◆ **STORED DATA**
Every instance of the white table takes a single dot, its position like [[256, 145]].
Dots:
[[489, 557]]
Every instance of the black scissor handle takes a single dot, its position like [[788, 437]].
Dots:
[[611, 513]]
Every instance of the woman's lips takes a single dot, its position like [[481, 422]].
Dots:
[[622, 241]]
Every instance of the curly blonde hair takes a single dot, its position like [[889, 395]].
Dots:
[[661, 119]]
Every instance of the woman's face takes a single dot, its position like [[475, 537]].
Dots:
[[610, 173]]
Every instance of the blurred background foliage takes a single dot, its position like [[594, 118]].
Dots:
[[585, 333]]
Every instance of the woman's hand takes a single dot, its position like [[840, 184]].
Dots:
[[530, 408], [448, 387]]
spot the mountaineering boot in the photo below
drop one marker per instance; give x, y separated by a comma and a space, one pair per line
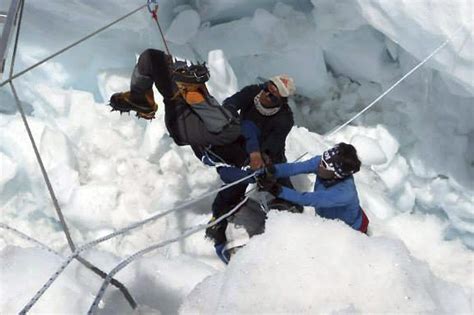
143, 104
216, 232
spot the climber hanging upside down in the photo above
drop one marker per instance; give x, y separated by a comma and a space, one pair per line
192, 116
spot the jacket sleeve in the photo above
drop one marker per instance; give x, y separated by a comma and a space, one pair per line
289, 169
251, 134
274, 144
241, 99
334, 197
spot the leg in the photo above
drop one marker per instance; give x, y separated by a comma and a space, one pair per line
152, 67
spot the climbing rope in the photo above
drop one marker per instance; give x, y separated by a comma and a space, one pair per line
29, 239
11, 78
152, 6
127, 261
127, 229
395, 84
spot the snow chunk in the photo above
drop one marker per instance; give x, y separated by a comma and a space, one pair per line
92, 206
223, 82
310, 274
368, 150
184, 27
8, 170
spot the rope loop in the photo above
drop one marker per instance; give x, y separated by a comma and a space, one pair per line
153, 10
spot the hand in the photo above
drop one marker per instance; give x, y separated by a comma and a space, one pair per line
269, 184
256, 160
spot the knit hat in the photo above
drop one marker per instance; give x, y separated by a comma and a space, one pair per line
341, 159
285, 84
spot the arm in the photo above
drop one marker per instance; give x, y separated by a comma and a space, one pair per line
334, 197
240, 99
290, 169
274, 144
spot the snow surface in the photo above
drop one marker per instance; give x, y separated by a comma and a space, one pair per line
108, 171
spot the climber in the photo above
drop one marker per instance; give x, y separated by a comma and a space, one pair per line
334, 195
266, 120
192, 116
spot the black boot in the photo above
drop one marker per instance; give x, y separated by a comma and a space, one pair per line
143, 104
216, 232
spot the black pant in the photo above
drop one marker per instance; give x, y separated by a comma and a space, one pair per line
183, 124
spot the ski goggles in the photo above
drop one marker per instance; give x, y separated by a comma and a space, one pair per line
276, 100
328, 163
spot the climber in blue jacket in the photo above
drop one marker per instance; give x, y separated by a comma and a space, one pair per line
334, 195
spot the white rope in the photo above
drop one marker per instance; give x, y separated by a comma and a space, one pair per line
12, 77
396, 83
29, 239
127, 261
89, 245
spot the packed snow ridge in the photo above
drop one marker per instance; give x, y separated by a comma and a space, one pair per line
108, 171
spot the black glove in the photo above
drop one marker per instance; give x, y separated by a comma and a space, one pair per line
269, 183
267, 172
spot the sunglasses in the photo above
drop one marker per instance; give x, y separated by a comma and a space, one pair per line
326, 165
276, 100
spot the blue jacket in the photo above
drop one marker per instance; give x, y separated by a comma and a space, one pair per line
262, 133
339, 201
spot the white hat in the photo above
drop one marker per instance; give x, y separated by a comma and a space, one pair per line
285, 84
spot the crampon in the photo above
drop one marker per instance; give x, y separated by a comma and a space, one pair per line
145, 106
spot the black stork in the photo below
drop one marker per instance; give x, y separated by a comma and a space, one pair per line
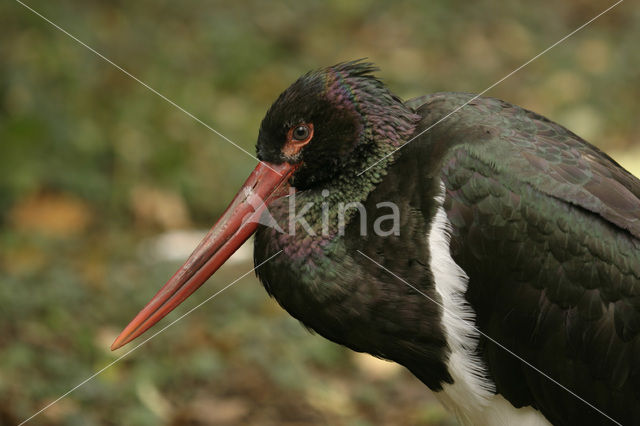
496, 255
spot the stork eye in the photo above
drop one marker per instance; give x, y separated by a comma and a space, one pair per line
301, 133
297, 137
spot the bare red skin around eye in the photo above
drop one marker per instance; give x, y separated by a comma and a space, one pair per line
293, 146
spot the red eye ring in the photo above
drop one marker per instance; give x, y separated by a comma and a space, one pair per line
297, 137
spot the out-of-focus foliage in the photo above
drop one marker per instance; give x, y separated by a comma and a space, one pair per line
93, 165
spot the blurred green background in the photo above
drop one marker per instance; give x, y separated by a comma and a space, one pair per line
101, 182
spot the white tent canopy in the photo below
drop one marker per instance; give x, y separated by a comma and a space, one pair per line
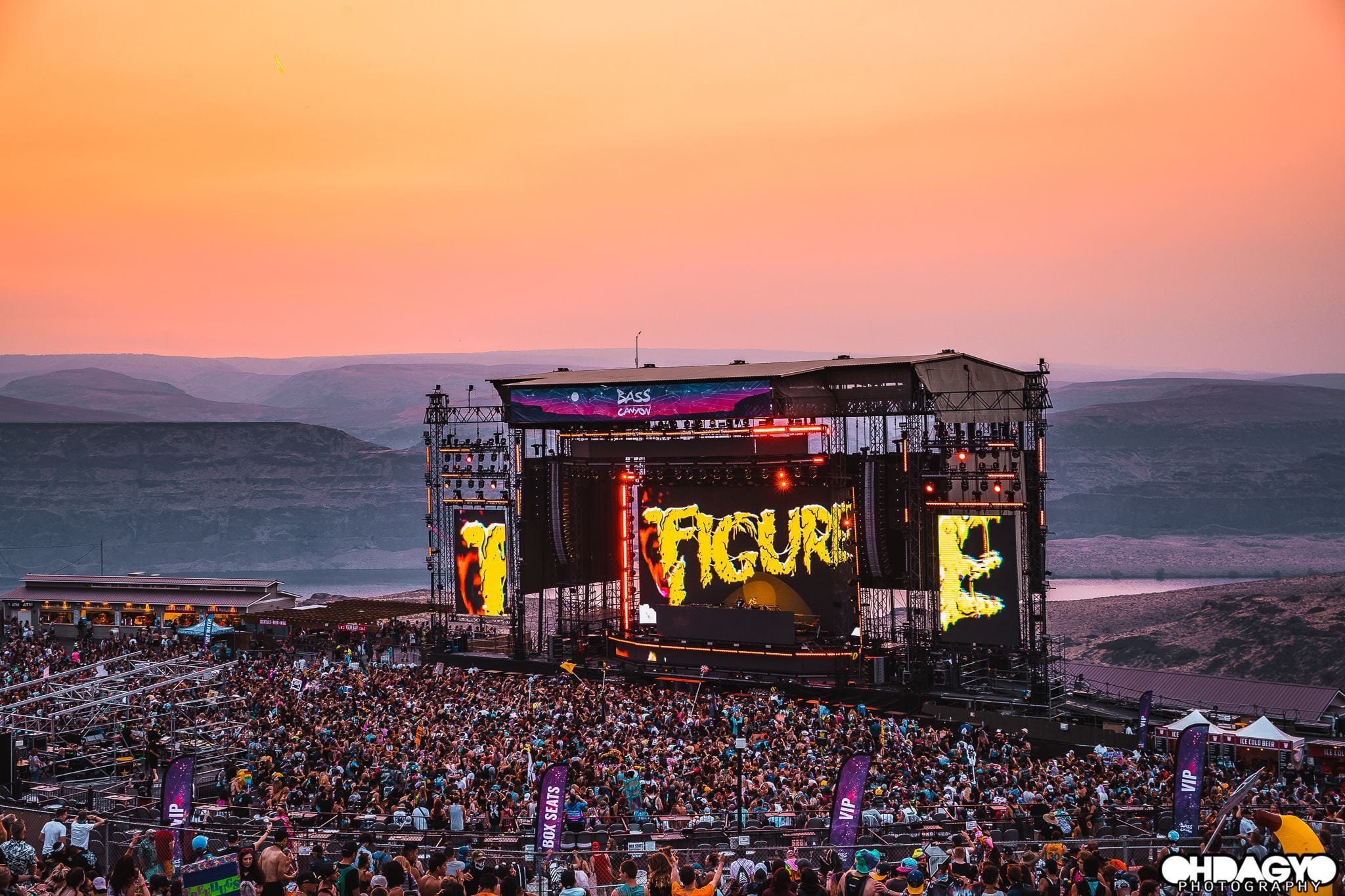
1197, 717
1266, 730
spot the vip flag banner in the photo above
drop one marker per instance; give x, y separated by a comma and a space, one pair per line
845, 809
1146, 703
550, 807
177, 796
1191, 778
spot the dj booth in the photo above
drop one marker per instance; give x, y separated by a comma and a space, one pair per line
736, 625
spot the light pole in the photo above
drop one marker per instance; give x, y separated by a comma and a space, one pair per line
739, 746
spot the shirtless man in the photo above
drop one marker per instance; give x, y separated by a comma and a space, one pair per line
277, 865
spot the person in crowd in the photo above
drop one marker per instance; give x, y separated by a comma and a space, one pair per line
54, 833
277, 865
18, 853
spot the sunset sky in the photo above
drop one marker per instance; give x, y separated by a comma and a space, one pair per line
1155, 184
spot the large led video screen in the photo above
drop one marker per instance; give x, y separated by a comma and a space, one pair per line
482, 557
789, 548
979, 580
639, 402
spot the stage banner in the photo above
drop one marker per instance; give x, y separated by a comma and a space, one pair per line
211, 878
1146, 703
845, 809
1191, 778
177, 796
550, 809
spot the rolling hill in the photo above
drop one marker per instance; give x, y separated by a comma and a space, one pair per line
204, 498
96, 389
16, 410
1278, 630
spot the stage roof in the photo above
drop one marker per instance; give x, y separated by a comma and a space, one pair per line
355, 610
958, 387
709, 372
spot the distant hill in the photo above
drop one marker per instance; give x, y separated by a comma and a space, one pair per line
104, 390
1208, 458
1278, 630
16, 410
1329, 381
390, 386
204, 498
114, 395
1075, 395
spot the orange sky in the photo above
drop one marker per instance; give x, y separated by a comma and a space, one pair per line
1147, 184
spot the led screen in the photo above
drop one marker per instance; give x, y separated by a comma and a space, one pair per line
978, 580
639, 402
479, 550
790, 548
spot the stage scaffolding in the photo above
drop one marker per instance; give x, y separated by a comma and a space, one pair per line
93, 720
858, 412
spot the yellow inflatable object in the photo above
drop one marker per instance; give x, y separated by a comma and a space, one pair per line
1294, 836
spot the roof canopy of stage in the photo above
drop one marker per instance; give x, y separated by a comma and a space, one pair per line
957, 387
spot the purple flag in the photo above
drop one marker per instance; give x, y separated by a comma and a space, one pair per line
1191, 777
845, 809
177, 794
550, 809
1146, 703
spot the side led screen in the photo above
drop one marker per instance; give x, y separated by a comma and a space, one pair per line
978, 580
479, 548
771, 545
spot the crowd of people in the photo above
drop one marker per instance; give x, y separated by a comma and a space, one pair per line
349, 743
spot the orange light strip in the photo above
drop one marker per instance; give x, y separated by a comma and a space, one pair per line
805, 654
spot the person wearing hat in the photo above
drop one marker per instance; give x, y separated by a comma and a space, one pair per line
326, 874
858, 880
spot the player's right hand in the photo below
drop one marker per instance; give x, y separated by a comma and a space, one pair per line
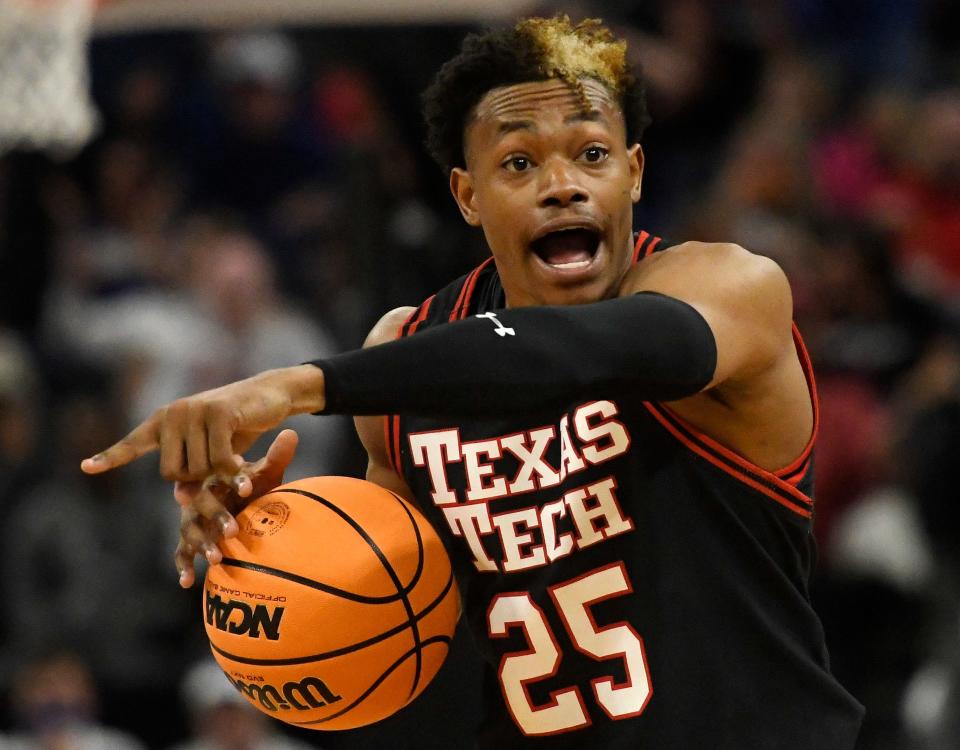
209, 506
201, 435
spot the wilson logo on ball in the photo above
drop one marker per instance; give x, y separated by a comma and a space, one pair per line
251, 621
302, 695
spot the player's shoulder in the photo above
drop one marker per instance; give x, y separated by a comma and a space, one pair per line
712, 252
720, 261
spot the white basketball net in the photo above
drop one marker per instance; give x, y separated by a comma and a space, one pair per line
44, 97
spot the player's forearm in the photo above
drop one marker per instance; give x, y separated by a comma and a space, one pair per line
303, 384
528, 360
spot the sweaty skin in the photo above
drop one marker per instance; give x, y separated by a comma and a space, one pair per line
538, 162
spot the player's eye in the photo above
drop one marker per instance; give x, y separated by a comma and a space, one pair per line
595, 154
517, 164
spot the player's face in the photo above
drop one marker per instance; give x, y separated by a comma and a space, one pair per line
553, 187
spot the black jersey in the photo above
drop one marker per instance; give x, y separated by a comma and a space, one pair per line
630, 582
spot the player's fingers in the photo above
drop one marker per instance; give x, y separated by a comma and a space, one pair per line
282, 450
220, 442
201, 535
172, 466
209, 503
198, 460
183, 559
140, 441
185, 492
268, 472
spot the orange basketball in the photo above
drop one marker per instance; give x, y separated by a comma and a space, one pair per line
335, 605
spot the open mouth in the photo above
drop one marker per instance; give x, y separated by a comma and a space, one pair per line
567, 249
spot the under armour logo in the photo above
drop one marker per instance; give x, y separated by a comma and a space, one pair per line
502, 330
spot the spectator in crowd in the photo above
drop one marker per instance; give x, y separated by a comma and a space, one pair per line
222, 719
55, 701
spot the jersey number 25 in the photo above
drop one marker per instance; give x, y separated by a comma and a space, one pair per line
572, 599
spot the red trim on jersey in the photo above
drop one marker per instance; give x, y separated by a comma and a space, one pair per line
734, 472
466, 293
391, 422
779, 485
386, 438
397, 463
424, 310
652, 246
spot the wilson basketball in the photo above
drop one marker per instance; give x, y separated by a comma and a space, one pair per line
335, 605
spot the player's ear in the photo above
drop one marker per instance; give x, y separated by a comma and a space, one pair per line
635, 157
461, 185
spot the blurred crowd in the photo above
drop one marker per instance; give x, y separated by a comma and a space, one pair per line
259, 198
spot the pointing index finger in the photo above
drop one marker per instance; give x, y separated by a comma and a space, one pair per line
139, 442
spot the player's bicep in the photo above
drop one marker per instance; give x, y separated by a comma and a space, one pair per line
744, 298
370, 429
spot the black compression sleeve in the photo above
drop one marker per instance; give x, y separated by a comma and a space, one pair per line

◆ **GIVEN PROBLEM**
Starting at the line containing "Every instance of the woman's lips" and ending after the line containing "[[661, 119]]", put each of those lines into a JSON list of strings, one string per line and blank lines omitted.

◆ **EXERCISE RESPONSE**
[
  "Every instance of the woman's lips takes a single dot, its position like [[481, 422]].",
  "Dots:",
  "[[622, 241]]",
  "Every instance of the curly blonde hair takes a single dot, its position like [[889, 395]].",
  "Dots:",
  "[[661, 119]]"
]